Dataset excerpts:
====

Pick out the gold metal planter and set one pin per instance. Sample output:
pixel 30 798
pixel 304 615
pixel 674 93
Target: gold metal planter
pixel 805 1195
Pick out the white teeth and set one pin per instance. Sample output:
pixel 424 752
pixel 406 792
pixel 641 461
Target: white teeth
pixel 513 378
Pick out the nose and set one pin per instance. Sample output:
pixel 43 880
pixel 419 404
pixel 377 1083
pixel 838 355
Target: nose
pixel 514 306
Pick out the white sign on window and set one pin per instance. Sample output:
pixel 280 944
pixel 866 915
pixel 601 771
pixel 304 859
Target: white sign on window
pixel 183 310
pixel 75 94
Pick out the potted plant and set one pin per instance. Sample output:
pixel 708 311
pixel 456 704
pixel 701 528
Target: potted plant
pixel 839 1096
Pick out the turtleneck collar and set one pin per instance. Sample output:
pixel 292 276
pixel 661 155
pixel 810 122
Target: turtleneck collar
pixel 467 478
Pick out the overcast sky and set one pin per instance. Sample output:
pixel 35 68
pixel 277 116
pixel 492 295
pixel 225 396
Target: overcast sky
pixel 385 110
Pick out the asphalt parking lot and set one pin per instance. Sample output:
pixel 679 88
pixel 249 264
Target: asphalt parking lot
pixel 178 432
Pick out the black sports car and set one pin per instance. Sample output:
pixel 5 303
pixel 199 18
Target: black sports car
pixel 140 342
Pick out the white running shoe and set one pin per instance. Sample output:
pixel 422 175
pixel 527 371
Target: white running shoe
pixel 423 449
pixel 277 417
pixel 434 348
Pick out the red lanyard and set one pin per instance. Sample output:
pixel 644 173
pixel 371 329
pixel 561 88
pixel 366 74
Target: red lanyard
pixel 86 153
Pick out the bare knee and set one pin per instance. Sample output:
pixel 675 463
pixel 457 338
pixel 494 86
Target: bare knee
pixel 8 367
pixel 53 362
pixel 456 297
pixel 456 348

====

Instructions for the task: Copy all of the records above line for line, changing nothing.

Problem solution:
Pick out the gold metal planter and set one pin per instance. Sample output:
pixel 30 798
pixel 304 615
pixel 674 93
Target: gold metal planter
pixel 805 1195
Pick out the white teeth and set one pin per instance. Sample output:
pixel 424 752
pixel 406 792
pixel 641 461
Target: white teeth
pixel 513 378
Pick out the nose and set one pin per instance. Sample output:
pixel 43 880
pixel 419 404
pixel 377 1083
pixel 838 355
Target: nose
pixel 514 306
Pick out the white sign on window and set one pin per instance. Sample output:
pixel 280 944
pixel 866 915
pixel 601 771
pixel 304 859
Target: white sign on window
pixel 183 310
pixel 75 94
Pick out the potted plant and set one pin per instance. Sample output:
pixel 708 311
pixel 456 704
pixel 701 528
Target: potted plant
pixel 839 1096
Pick out the turtleneck collar and set one pin per instance. Sample output:
pixel 292 276
pixel 661 155
pixel 810 122
Target: turtleneck collar
pixel 467 478
Pick out the overcast sky and set one pin per instance. Sample output:
pixel 35 68
pixel 277 116
pixel 492 295
pixel 225 396
Target: overcast sky
pixel 385 110
Pick out the asphalt parking lot and set one pin per instance. Sample output:
pixel 679 88
pixel 249 264
Target: asphalt parking lot
pixel 178 432
Pick out the black sports car and set one pin per instance. Sample output:
pixel 5 303
pixel 199 18
Target: black sports car
pixel 140 342
Pick out the white running shoe and set one pin per instance. Sample output:
pixel 422 175
pixel 527 371
Target: white running shoe
pixel 423 449
pixel 277 417
pixel 434 348
Pick out the red lanyard and set one pin per instance. Sample output:
pixel 644 173
pixel 371 329
pixel 561 88
pixel 366 74
Target: red lanyard
pixel 86 153
Pick out the bare knee and set one pin per instance. Sample output:
pixel 675 463
pixel 457 338
pixel 494 86
Target: bare knee
pixel 8 367
pixel 53 362
pixel 456 297
pixel 456 348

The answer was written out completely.